▶ _Description of the task_
Print the entries below in their entirety, exactly as they are written.

*** Data extract

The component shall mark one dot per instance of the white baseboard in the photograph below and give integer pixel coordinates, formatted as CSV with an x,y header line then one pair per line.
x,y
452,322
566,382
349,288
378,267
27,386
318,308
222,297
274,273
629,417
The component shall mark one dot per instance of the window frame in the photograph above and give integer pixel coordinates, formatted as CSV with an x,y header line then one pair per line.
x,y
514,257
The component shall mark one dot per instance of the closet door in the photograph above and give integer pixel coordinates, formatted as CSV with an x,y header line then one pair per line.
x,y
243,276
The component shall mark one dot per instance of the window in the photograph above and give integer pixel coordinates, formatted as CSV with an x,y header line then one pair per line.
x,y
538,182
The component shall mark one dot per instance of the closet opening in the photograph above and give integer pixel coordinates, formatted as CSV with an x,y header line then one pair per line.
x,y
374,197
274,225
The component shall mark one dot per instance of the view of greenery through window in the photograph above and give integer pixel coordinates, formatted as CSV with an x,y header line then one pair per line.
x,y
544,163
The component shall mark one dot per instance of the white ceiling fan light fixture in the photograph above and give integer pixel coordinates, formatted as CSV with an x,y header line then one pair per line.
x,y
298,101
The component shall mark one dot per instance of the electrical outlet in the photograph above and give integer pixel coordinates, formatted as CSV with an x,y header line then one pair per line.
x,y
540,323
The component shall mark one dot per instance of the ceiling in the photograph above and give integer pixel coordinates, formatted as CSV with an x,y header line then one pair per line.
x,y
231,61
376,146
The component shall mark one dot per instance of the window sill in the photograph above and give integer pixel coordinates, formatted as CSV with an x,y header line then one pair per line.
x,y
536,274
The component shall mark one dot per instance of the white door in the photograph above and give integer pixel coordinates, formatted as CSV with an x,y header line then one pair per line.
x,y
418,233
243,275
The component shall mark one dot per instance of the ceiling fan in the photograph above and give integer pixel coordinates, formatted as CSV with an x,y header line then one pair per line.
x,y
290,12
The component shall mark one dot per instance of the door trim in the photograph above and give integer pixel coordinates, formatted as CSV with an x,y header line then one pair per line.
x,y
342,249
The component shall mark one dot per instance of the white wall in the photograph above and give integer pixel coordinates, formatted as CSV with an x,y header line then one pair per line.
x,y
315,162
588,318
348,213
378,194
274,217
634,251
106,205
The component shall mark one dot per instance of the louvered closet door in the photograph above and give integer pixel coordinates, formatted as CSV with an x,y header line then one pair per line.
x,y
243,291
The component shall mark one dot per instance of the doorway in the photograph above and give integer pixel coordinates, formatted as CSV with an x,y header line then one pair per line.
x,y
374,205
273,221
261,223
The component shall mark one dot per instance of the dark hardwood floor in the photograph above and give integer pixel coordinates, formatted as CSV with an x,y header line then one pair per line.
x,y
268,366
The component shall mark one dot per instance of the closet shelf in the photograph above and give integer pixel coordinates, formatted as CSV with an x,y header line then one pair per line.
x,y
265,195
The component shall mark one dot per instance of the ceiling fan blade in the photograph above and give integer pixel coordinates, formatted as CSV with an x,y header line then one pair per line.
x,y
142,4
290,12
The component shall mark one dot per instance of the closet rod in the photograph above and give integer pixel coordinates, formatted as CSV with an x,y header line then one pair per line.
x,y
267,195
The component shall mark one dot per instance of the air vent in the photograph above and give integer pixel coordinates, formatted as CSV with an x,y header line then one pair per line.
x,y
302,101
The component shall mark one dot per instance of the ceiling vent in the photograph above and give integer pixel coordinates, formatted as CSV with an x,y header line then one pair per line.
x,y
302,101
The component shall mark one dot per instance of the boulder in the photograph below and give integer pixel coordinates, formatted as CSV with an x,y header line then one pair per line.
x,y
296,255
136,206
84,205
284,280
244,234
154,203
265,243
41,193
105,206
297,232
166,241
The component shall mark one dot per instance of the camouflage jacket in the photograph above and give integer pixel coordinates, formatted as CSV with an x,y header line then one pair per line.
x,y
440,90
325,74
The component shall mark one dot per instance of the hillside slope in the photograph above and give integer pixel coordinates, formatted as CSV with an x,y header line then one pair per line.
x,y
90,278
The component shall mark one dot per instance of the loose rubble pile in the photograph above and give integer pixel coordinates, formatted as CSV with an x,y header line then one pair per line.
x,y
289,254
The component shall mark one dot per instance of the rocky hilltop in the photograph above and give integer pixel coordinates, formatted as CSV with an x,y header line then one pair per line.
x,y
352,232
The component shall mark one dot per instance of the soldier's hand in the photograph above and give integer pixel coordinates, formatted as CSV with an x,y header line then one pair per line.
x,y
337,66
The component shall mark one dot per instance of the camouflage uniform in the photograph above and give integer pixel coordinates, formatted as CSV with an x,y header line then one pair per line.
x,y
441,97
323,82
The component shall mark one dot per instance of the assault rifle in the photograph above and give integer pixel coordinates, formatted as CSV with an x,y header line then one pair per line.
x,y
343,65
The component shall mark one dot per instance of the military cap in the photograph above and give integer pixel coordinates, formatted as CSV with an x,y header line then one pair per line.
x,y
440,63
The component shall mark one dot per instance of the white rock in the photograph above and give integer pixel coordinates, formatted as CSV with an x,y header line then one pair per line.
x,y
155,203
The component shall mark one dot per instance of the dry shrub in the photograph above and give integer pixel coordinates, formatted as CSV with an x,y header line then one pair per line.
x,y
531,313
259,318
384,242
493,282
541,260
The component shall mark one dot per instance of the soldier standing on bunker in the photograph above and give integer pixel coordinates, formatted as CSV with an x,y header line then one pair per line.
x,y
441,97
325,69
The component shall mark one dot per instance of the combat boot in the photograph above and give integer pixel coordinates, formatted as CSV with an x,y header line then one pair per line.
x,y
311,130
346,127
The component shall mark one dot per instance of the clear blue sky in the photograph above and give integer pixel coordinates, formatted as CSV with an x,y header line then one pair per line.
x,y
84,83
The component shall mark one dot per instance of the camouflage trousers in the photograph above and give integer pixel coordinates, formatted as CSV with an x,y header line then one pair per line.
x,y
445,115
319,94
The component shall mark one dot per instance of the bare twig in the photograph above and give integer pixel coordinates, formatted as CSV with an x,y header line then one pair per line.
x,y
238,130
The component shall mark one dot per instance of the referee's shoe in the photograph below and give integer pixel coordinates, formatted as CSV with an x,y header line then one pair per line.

******

▶ _Expected answer_
The component shall mark one dot per instance of the white baseboard in the photograph below and give integer pixel coordinates, formatted as CSV with an x,y header line then one pair per line.
x,y
452,322
566,382
349,288
378,267
27,386
318,308
222,297
274,273
629,417
The component shall mark one dot per instance of the window frame in the photograph above and give integer pixel coordinates, formatted as CSV with an x,y header line then one pair per line.
x,y
514,257
The component shall mark one dot per instance of the closet door in the photograph above and give integer pixel coordinates, formatted as CSV with an x,y header line then one pair per line.
x,y
243,276
The component shall mark one dot per instance of the window in the photograph above and give integer pixel coordinates, formatted as CSV with an x,y header line then one pair per line.
x,y
538,182
The component shall mark one dot per instance of the closet opening in the photograph above and give integer pixel coordinates, formatted as CSV with an x,y header line then one pair per line.
x,y
374,197
274,225
The component shall mark one dot per instance of the view of greenery through window in the photograph above and give integer pixel coordinates, formatted as CSV with an x,y header line then one pair per line.
x,y
544,163
The component shall mark one dot per instance of the white ceiling fan light fixture in the photograph above and give integer pixel coordinates, formatted as CSV with an x,y header line then one pair per line.
x,y
298,101
The component shall mark one dot per instance of the electrical outlet in the photograph above and give integer pixel coordinates, formatted as CSV with an x,y header line then one pair per line.
x,y
540,323
The component shall mark one dot per instance of the ceiling in the photograph above and give integer pixel coordinates, formatted as CSV with an x,y header line then one pair per line.
x,y
231,61
376,146
The component shall mark one dot per instance of the window sill in the photograph above and give integer pixel coordinates, formatted as CSV with an x,y header line then one pair per line.
x,y
536,274
The component shall mark one dot per instance of the white door in the photograph above and give integer pixel coordinates, formatted as CSV with an x,y header line then one pair per line.
x,y
418,233
243,275
The component shall mark one dot per instance of the ceiling fan in the photograph above and give integer pixel coordinates, formatted as CSV with an x,y header line then one pair per line.
x,y
290,12
The component shall mark one dot per instance of the door trim in the photograph above and give integer pixel coordinates, formatted as CSV with an x,y header line then one pair per line.
x,y
342,249
The component shall mark one dot per instance of the white wall in the photograph above and give integer pixel coordinates, formatted as CSV with an x,y header line then one pair per line.
x,y
315,162
588,318
348,213
378,194
274,217
634,251
106,205
The component shall mark one dot per instance of the louvered closet door in the photograph above and give integer pixel coordinates, formatted as CSV with an x,y header line then one pair per line.
x,y
243,291
The component shall mark one dot per instance of the doorway in the photograph above and give integer pixel coordinates, formatted as CSV with an x,y header line then one pair per line.
x,y
374,205
273,221
261,223
The component shall mark one dot per instance of the dark hardwood floor in the photograph above and give integer pixel coordinates, formatted as CSV with an x,y header line then one pair per line.
x,y
268,366
The component shall mark one dot per instance of the closet shelf in the photograph above and give integer pixel coordinates, formatted as CSV with an x,y header line then one pair per line.
x,y
265,195
The component shall mark one dot per instance of the ceiling fan blade in the photograph above and give integer pixel coordinates, formatted as CSV with an x,y header line then one pair per line.
x,y
142,4
290,12
The component shall mark one dot per instance of the closet rod in the photograph above and give integer pixel coordinates, formatted as CSV with an x,y header line then one pair per line.
x,y
267,195
The component shall mark one dot per instance of the air vent in the photograph above and give integer pixel coordinates, formatted as CSV with an x,y header line then one pair per line.
x,y
302,101
The component shall mark one dot per instance of the ceiling vent in the photograph above and give integer pixel coordinates, formatted as CSV with an x,y header line then one pair per line.
x,y
302,101
The component shall mark one dot per instance of the boulder in the photograph below and give integer pixel coordinates, formatted as CSV with an x,y header line then one pair per line.
x,y
296,255
136,206
84,205
284,280
244,234
154,203
265,243
41,193
105,206
297,232
166,241
The component shall mark one dot per instance of the camouflage jacket in the photograph above and give integer pixel coordinates, formatted as CSV with an x,y header line then one pair per line.
x,y
440,90
325,74
The component shall mark one dot per instance of the hillside slope in the photograph above and give integer pixel coordinates, formatted as CSV with an x,y header line then one pair per line.
x,y
90,278
The component shall mark one dot per instance of the loose rubble pile in the photograph above and give integer pixel coordinates, formatted as CSV with an x,y header line then one pair per line.
x,y
289,254
The component shall mark one dot per instance of the rocky hilltop in the photograph above and give integer pixel coordinates, formatted as CSV with an x,y header line then one pair per line.
x,y
352,232
The component shall mark one dot per instance of the soldier's hand in the photograph above and give integer pixel coordinates, formatted as CSV with an x,y header line then one pair per line.
x,y
337,66
The component shall mark one dot per instance of the camouflage uniform in the photograph above and give integer pixel coordinates, formatted as CSV with an x,y header line then one pair per line.
x,y
441,97
323,82
The component shall mark one dot per instance of the assault rifle in the photograph above and give integer pixel coordinates, formatted as CSV with an x,y header line then one pair per line.
x,y
343,65
The component shall mark one dot per instance of the military cap in the photograph above and give integer pixel coordinates, formatted as CSV with an x,y header line then one pair per line.
x,y
440,63
The component shall mark one dot per instance of the white rock in the photograph above and give integer pixel coordinates, formatted as CSV with an x,y header line then one pair per line.
x,y
155,203
The component shall mark one dot per instance of the dry shrub in the photograph above and give integer pixel coordinates, formatted as CSV with an x,y header line then one pair per line.
x,y
531,313
259,318
384,242
493,282
541,260
The component shall mark one dot per instance of the soldier standing on bunker in the photograph above and give integer pixel coordinates, formatted as CSV with an x,y header line then one pair per line.
x,y
441,97
325,69
The component shall mark one dot per instance of the combat boot in the photograph above and give integer pixel coordinates, formatted as CSV with an x,y header line then one pair per line.
x,y
311,130
346,127
The component shall mark one dot per instance of the clear blue sky in the photograph above and give integer pixel coordinates, formatted as CSV with an x,y header line then one pair per line.
x,y
84,83
The component shall mark one dot per instance of the camouflage trousers in the photograph above and give integer pixel coordinates, formatted as CSV with an x,y header line then one pair per line.
x,y
445,115
319,94
The component shall mark one dot per instance of the bare twig in the photograph above and give integer pixel coordinates, formatted as CSV with an x,y header line then one pair per line.
x,y
238,130
The component shall mark one dot per instance of the referee's shoe in the photograph below and give integer pixel coordinates, formatted as CSV with an x,y header line then one pair per line.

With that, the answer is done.